REQUIRED TASK: Reproduce the items below, substituting "image coordinates" for each occurrence of "pixel coordinates" and leaving everything else unchanged.

[Extracted items]
>> BEGIN
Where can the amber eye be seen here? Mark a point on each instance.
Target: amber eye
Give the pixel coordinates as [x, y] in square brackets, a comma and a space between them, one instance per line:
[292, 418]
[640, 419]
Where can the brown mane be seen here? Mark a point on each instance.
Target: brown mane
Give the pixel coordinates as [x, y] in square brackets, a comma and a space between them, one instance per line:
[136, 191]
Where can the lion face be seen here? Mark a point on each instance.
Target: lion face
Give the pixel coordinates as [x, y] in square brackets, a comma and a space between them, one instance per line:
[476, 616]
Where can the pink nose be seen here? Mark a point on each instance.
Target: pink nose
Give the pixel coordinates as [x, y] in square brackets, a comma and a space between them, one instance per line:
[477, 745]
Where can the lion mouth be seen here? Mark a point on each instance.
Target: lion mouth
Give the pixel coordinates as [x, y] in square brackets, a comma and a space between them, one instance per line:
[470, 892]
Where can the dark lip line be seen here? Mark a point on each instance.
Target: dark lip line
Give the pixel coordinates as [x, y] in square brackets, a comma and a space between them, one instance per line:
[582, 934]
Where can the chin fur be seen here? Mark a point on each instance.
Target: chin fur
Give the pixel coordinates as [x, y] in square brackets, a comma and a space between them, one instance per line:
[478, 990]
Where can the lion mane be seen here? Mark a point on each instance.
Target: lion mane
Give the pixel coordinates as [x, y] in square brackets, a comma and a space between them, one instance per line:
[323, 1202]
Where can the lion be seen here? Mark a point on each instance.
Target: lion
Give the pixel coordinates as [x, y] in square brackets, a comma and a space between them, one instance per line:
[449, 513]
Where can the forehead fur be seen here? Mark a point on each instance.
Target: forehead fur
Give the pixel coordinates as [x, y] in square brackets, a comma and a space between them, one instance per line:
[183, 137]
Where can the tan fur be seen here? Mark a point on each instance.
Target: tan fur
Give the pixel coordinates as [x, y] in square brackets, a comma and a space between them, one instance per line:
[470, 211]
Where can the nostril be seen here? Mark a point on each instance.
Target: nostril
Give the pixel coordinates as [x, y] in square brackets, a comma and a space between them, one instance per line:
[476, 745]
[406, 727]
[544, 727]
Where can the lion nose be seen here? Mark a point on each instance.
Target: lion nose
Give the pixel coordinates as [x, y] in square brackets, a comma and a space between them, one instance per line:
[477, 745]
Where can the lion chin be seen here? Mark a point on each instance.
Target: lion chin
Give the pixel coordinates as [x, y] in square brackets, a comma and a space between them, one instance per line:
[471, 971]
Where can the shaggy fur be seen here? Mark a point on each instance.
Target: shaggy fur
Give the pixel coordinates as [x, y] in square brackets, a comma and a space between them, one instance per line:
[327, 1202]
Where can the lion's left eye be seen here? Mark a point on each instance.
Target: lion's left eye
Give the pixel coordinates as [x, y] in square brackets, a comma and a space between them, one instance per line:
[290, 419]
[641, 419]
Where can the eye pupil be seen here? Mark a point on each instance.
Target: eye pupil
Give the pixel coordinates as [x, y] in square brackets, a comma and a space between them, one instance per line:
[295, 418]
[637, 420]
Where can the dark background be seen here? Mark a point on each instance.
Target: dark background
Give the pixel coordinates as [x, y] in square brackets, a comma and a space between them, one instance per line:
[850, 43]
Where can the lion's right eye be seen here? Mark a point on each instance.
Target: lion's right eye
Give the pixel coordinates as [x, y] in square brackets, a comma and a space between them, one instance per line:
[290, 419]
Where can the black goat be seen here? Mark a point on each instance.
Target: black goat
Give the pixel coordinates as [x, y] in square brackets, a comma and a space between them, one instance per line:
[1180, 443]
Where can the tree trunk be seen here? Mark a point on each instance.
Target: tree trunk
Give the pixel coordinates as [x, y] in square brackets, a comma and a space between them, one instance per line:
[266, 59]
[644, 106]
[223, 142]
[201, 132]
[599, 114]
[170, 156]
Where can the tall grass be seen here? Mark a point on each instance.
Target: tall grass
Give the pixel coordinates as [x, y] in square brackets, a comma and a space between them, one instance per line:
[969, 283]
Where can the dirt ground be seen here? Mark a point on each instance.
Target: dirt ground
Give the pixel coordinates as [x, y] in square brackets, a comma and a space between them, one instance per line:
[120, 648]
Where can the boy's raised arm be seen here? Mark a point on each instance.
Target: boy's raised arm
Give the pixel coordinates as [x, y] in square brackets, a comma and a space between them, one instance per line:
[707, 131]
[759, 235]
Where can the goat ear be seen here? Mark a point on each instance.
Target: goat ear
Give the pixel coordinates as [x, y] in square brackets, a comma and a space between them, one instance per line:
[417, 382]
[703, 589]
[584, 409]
>> END
ANSWER IN FULL:
Where can the amber eye be seen here? Mark a point on each instance.
Target: amber eye
Give the image coordinates as [x, y] in square brackets, a comma and a space between them, one instance per line:
[292, 418]
[640, 419]
Where can the brown mane be seen here? Mark a point on each instance.
Target: brown mane
Give the image coordinates as [x, y] in square brackets, a comma and a space between them, one instance per line:
[136, 191]
Where can the lion face be seen here? Mark a point on each instance.
Target: lion face
Give the image coordinates as [x, y] in square brackets, a comma and a space between them, one instance per line:
[476, 616]
Where can the pink nose be seen here? Mark a point on each instance.
Target: pink nose
Give the image coordinates as [x, y] in square brackets, a comma and a space between them, one instance per line:
[477, 745]
Where can the lion mouth be seen here? Mark a point on each instance.
Target: lion mouth
Give the image coordinates as [x, y] in square brackets, a comma and a space between them, one instance per line:
[470, 892]
Where can the dark lip line be seen here? Mark a point on each instance.
Target: dark lip line
Give the image coordinates as [x, y] in square brackets, a comma and a space between them, one instance per line:
[582, 934]
Where can the chin fur be seen here? Mark a point on each instance.
Target: chin fur
Give the image coordinates as [x, y] in square brackets, a comma and a space between them, one instance per line:
[478, 990]
Where can the lion mane be seen here? Mark a point on each instance.
Target: lion mane
Give the image coordinates as [x, y] in square brackets, a comma and a space between them, one instance per line:
[323, 1202]
Where can the lion be seen here? Mark a point on each instance.
Target: lion
Give the image coordinates as [x, y] in square brackets, a comma and a space between them, one instance per line:
[449, 513]
Where can the forehead fur be seen here? Mark a point on each instance.
Target: forehead fur
Give the image coordinates as [x, y] in square brackets, a comma and a space between them, one instance per line:
[183, 137]
Where can the tan fur be seen here? Mark a point on each instance.
Target: tan fur
Give the image coordinates as [x, y] in square brackets, a comma and a space between them, one instance per line:
[470, 211]
Where can the nostril be seen here? Mark a point on each instance.
Target: nostril
Give the image coordinates as [x, y] in square brackets, a comma and a space between them, one instance per line:
[476, 745]
[406, 727]
[544, 727]
Where can the lion nose be seen here? Mark a point on each instance.
Target: lion nose
Give the image coordinates as [x, y] in square brackets, a comma and a space between them, one instance per line:
[477, 745]
Where can the lion chin be seen here? Mark a point on each instance.
Target: lion chin
Give the image coordinates as [x, y] in square brackets, a comma and a space between them, one instance per line:
[471, 971]
Where can the shaggy fur be seen here? Mark a point on each instance.
Target: shaggy fur
Give the image coordinates as [x, y] in square brackets, a comma and a space between them, one instance per line:
[327, 1202]
Where can the lion's left eye be seen here? Mark a point on each instance.
Target: lion's left eye
Give the image coordinates as [x, y] in square brackets, a comma and a space between them, one instance per line:
[290, 419]
[641, 419]
Where can the eye pupil be seen here? Mark a point on each instance.
Target: eye pupil
Give the image coordinates as [x, y] in square brackets, a comma and a space between them, one instance per line:
[295, 418]
[637, 420]
Where can the dark background be seen here? Mark a point on each instance.
Target: dark background
Give the image coordinates as [x, y] in square brackets, a comma and a space between them, one instance per line:
[850, 43]
Where can the lion's right eye be seen here? Mark a point on each instance.
Target: lion's right eye
Give the image coordinates as [x, y] in square brackets, a comma and a space between them, one instance per line:
[290, 419]
Where can the black goat be seen here? Mark a point on each instance.
Target: black goat
Give the image coordinates as [x, y] in square brackets, a comma and a space between them, one instance per line:
[1180, 443]
Where can the tree trunk be seen here? Mark a point on each instance.
Target: tree trunk
Give the image coordinates as [x, y] in square brackets, a comma and a space between them, one instance per line:
[266, 59]
[644, 106]
[223, 142]
[201, 132]
[599, 114]
[170, 156]
Where can the tall grass be seen here? Mark a point on each instance.
Target: tall grass
Give the image coordinates as [x, y] in square brackets, a comma and a space between them, one instance per line:
[969, 283]
Where can the dirt ground be seen here? Mark a point on each instance.
Target: dirt ground
Give the image coordinates as [x, y] in square brackets, a comma and a space between them, one instance per line:
[120, 648]
Where can the boy's raised arm be seen here? Mark a point on each instance.
Target: boy's raised arm
Give the image coordinates as [x, y] in square brackets, a comma and a space between them, one instance per line:
[707, 131]
[759, 235]
Where can the goat ear be seen here? Mark a point on each instance.
Target: goat ear
Give the image coordinates as [x, y] in square brackets, a comma and a space between them, one instance per line:
[417, 382]
[703, 589]
[584, 409]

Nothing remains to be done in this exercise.